* [YOUR TASK]: For each line of the data that includes the word "tall", copy the line.

* [Stored dataset items]:
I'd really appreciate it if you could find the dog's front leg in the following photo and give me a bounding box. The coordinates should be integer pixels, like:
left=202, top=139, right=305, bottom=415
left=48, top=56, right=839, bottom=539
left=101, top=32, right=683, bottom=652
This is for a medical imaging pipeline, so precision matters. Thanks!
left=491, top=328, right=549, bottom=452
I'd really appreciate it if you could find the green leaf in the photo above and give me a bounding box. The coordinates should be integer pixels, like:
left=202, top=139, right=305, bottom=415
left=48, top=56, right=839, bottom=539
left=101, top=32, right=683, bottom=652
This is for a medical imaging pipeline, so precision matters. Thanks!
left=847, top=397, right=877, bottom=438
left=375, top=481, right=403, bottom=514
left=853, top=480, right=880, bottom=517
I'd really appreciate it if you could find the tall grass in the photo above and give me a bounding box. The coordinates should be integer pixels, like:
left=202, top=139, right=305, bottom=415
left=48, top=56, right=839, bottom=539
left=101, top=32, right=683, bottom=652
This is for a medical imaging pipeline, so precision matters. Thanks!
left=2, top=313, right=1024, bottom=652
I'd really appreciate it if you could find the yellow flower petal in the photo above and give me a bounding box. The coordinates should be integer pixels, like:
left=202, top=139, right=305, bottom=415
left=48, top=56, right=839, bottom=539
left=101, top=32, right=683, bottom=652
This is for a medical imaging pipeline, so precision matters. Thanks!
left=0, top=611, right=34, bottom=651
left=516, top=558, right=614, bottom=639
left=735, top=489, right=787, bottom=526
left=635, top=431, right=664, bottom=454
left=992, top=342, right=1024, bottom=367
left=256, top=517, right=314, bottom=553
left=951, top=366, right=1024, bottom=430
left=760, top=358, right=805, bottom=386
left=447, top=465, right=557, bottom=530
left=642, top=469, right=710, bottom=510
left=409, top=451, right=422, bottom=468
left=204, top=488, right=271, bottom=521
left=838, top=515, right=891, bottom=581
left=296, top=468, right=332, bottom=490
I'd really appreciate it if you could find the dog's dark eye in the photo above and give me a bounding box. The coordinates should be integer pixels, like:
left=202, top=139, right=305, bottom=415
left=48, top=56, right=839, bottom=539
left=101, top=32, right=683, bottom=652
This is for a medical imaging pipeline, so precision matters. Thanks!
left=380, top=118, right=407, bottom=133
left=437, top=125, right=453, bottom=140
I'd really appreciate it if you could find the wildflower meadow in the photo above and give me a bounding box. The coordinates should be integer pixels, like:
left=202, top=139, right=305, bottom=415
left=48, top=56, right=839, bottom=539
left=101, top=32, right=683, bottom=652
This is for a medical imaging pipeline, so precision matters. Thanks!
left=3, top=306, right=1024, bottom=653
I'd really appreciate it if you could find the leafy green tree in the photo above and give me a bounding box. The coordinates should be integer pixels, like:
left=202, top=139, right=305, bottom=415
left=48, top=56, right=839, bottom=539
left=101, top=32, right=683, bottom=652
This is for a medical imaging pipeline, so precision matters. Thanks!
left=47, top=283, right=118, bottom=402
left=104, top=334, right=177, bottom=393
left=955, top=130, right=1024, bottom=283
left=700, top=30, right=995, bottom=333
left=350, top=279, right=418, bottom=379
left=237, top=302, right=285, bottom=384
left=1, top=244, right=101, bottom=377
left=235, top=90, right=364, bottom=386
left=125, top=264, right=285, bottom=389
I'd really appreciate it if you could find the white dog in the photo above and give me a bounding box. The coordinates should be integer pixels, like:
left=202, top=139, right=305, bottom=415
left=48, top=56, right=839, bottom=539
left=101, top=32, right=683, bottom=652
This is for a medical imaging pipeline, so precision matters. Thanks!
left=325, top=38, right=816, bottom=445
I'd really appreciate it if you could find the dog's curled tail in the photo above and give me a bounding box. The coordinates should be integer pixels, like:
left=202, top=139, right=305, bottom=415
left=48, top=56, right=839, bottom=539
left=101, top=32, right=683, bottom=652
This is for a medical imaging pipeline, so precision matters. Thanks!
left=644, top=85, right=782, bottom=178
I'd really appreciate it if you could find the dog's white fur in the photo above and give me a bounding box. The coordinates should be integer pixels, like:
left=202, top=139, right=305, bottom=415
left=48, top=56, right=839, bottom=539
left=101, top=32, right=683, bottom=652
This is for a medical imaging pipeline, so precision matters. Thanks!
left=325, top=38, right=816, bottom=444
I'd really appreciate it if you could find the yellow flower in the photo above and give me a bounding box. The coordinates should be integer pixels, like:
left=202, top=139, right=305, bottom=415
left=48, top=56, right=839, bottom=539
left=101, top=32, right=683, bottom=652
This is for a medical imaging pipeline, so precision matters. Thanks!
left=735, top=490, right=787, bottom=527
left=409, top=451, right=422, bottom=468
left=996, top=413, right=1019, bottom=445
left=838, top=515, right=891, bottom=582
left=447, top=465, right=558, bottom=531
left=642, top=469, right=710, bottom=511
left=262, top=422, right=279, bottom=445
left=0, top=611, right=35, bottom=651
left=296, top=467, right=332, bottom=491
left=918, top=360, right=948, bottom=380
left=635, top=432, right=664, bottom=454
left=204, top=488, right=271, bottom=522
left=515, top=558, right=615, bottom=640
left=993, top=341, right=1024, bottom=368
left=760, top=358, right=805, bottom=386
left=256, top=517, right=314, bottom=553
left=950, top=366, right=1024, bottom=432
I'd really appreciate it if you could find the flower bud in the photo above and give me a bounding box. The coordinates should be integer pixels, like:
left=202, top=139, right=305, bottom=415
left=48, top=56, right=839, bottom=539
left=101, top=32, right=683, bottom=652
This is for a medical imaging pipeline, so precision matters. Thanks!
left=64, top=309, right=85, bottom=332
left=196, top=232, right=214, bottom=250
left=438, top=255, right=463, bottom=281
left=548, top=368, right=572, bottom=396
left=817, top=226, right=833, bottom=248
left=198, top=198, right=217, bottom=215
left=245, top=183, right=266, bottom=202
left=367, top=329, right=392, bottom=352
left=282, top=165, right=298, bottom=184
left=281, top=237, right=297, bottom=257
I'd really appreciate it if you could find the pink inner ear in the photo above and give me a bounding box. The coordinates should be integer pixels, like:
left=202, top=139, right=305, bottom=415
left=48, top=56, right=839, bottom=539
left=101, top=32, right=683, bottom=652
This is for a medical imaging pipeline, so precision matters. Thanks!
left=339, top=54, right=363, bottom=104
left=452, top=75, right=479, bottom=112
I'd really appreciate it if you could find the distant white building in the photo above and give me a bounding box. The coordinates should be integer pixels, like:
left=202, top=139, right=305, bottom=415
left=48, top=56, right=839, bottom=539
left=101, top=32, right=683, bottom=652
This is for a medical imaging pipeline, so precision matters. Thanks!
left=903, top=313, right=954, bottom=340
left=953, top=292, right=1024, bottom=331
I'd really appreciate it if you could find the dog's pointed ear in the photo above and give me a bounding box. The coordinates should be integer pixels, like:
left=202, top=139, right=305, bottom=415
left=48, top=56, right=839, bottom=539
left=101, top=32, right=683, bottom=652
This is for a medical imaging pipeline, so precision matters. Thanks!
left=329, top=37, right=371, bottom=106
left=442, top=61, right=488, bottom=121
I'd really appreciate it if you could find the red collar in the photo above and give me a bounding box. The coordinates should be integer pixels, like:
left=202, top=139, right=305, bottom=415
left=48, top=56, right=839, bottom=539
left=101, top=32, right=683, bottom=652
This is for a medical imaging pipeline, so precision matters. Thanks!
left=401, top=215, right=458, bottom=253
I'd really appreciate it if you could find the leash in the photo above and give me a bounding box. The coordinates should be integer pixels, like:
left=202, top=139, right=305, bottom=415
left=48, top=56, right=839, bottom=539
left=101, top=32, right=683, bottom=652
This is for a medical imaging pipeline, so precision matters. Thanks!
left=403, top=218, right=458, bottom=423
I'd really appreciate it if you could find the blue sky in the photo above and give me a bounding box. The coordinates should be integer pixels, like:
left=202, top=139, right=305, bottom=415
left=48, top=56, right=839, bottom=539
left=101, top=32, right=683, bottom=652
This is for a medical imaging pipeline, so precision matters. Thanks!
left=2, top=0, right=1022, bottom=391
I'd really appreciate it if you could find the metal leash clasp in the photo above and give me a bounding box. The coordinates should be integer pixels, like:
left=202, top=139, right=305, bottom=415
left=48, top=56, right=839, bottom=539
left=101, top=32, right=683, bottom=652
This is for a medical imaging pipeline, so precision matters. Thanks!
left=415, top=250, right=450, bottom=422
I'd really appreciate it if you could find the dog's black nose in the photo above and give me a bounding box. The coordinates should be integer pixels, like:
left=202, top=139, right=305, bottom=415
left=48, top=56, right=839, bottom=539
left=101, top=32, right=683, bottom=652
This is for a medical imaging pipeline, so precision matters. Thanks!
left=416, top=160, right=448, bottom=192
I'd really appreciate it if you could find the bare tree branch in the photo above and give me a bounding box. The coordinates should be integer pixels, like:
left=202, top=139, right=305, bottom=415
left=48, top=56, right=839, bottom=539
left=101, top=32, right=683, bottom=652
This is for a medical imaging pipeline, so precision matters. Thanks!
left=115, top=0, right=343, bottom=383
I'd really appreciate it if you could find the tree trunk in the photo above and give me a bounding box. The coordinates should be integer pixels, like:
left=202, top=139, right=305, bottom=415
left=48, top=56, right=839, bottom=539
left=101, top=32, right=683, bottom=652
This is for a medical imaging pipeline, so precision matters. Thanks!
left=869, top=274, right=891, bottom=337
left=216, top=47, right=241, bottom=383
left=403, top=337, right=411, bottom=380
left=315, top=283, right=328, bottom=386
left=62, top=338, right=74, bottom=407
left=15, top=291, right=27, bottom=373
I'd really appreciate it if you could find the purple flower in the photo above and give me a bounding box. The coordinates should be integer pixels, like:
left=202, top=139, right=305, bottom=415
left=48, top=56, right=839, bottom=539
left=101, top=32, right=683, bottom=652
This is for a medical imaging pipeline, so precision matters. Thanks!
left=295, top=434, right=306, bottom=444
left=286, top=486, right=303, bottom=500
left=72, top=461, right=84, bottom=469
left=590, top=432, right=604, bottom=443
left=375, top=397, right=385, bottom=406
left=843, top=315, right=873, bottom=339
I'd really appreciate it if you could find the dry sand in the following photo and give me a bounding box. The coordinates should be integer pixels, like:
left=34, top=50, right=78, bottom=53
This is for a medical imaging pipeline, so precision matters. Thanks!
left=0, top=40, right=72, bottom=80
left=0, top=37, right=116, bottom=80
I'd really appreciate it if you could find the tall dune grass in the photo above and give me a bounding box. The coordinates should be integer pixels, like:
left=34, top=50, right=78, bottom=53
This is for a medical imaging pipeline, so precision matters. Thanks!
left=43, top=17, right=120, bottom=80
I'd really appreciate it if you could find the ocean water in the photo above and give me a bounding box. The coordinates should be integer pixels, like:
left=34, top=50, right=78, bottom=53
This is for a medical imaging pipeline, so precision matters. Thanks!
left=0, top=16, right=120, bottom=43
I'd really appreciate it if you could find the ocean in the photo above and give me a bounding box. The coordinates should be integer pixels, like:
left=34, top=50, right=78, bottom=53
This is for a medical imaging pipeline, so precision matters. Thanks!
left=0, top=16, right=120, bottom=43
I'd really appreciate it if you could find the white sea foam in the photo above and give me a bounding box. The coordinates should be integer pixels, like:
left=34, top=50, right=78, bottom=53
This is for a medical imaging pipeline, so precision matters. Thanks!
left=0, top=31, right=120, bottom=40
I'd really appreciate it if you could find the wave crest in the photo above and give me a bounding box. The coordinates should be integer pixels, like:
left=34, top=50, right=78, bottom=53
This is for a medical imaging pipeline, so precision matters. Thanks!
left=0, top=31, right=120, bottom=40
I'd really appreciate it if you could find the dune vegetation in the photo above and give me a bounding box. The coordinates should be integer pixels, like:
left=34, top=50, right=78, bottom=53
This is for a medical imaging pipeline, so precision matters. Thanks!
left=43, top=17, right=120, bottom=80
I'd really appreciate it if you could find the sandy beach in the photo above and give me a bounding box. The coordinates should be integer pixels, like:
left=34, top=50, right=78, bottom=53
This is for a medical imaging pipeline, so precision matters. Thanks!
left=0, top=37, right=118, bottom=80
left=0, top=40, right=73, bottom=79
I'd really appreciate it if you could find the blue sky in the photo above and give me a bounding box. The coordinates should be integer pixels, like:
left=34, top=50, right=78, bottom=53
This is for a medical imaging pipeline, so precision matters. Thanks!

* [SOLUTION TO THE EXERCISE]:
I'd really appreciate it if you could find the tall grass in the photo above and give me a bounding box. The coordinates should be integer pixels, like:
I'd really appreciate it if you could find the tall dune grass in the photo above and give me a bounding box. The coordinates should be integer pixels, like:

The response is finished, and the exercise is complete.